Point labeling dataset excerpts
*****
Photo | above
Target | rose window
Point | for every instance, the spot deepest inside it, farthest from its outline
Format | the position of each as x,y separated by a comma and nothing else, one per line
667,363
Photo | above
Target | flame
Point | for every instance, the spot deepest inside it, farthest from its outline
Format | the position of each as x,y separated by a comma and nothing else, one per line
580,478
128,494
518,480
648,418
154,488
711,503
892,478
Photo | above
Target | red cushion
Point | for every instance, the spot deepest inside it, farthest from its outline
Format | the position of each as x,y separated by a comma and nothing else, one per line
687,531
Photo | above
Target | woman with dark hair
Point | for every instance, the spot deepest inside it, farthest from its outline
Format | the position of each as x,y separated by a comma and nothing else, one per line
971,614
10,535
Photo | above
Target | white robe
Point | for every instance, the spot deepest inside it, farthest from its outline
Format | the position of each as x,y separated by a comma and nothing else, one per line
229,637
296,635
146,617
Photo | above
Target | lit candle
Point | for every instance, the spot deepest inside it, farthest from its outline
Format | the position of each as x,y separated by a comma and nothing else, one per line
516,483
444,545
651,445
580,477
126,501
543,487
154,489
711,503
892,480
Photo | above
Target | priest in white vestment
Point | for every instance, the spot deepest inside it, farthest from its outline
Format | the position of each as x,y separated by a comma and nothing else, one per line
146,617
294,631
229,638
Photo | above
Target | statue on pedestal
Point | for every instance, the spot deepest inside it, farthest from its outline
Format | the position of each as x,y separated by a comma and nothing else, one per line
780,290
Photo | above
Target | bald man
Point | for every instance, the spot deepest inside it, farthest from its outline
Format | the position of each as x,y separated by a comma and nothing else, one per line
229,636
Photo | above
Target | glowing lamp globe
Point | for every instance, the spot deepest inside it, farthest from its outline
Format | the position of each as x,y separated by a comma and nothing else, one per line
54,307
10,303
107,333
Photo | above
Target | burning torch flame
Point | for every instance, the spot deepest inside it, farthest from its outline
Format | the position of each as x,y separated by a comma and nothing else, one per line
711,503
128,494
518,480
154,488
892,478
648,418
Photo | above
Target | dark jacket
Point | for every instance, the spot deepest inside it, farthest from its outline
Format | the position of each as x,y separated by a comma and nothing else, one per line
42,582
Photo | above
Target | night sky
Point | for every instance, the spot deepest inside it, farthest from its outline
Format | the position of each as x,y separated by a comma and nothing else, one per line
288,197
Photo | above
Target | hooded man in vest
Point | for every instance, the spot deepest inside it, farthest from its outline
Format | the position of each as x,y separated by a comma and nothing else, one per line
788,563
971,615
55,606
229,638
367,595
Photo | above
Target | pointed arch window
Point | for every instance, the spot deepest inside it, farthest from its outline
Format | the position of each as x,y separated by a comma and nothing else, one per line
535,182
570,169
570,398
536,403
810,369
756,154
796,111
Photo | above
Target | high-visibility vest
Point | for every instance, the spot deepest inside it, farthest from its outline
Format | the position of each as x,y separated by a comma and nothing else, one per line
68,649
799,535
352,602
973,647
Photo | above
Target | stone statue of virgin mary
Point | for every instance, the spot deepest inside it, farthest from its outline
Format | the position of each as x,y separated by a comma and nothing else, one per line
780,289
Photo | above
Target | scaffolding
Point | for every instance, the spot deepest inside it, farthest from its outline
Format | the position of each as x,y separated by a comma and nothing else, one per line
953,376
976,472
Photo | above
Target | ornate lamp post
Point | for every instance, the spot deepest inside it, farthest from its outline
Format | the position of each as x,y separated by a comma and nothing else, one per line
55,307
*****
▸ WHAT YOU ARE ASKED TO DO
Retype the entries exactly, including every line.

▸ ANSWER TO THE PROBLEM
Photo | above
Target | rose window
Point | for every instance, the spot deepest inside it, farthest from its outline
Format | the position of each as x,y separated by a comma and nothing else, one per line
667,363
Photo | above
Target | flame
Point | for every instance, the spot deepest inside it, farthest from its outline
Format | the position of each as x,y separated by a comma and nothing else, one per line
580,478
128,494
518,480
648,418
154,488
711,503
892,478
Photo | above
Target | red cushion
Point | for every instance, the spot deepest inside it, farthest from its outline
Format | the position of each as x,y separated by a comma and nothing else, one per line
687,531
Photo | above
Target | woman with dark hair
Point | for every instance, the spot deepest inside it, farthest from its outline
Format | the position of each as x,y separated by a comma and nothing else, one per line
971,614
10,535
Photo | above
Target | white robe
Point | for every instance, the spot deepest inside it, farthest from its outline
Format | the position of each as x,y separated by a comma and nothing else, one per line
229,637
296,635
146,617
Photo | above
Target | lit candle
Point | for every instance, the spot deepest inside it, farthest from its outline
Format | the position of each as x,y separated by a comma and nothing else, one per line
516,483
444,545
651,445
580,477
126,501
543,487
154,489
711,503
892,480
Photo | above
Target | priest in white vestment
Point | for every instance, the spot deepest inside it, farthest from its outline
Format | the position of each as x,y separated by a comma and nothing else, one per line
146,617
294,631
229,638
Photo | above
Target | statue on pedestal
Point | for every instance, the spot deepest inside it, farthest from its outline
Format | the position of each as x,y separated by a comma and nothing else, one per line
780,290
Photo | above
Target | bald man
Point | for every instance, the spot deepest inside it, farthest from its outline
Format | the position of each as x,y separated by a comma and nothing else, one per line
229,636
Photo | above
Target | glowing lamp globe
Point | for every instance, the spot deepest inside it, farthest from its outline
Format | the position of each as x,y separated by a comma and nothing else, one per line
54,307
10,303
107,333
Photo | above
Target | burning torch flame
Point | for every instance, the spot deepest inside it, farthest from its outline
Format | the position of each as x,y separated by a comma and nothing else, one per line
711,503
128,494
518,480
154,488
892,478
648,418
Photo | above
Target | dark jacket
Point | for every instance, the spot deepest inside it, farthest from its outline
Format | the position of each as x,y separated by a comma and nothing else, one per line
42,582
Photo | above
Target | night sky
Point | for every instance, the spot deepest inside it, farthest from its outline
Format | the position of each as x,y separated by a comma and nothing else, one per line
288,197
Photo | above
Target | hooded man in vest
Point | for every instance, the spot deepest inside it, farthest from its outline
Format | the position of each as x,y separated by a comma and nothing else, one per line
788,563
971,615
55,606
229,638
367,595
Photo | above
Target | pointed arch window
Point | for every instance, the spot deepest inside it, farthest from its outline
Format | the position of each as x,y separated by a comma and nothing else, one per line
535,182
570,169
570,398
536,403
810,369
756,154
796,111
Photo | above
Target | high-visibility vest
Point | for every instance, the spot deepest inside it, farthest from its outline
Format | the position of each as x,y separated by a comma and nothing else, one per line
68,649
799,535
352,602
973,647
Photo | above
Target | stone statue of virgin mary
Point | for every instance, the spot deepest inside it, farthest from its outline
Format | the position of each as x,y separated by a comma and nothing else, one per line
780,289
Photo | above
Target | scaffolding
Point | for every instance, the spot deepest inside it, farthest from its outline
Format | the position of each as x,y separated by a comma and nothing else, one per line
953,376
976,472
Photo | above
Target | ornate lamp post
Point | for every instance, the spot deepest inside it, farthest from its outline
Format | the position of each as x,y separated by a comma and nothing else, one per line
55,307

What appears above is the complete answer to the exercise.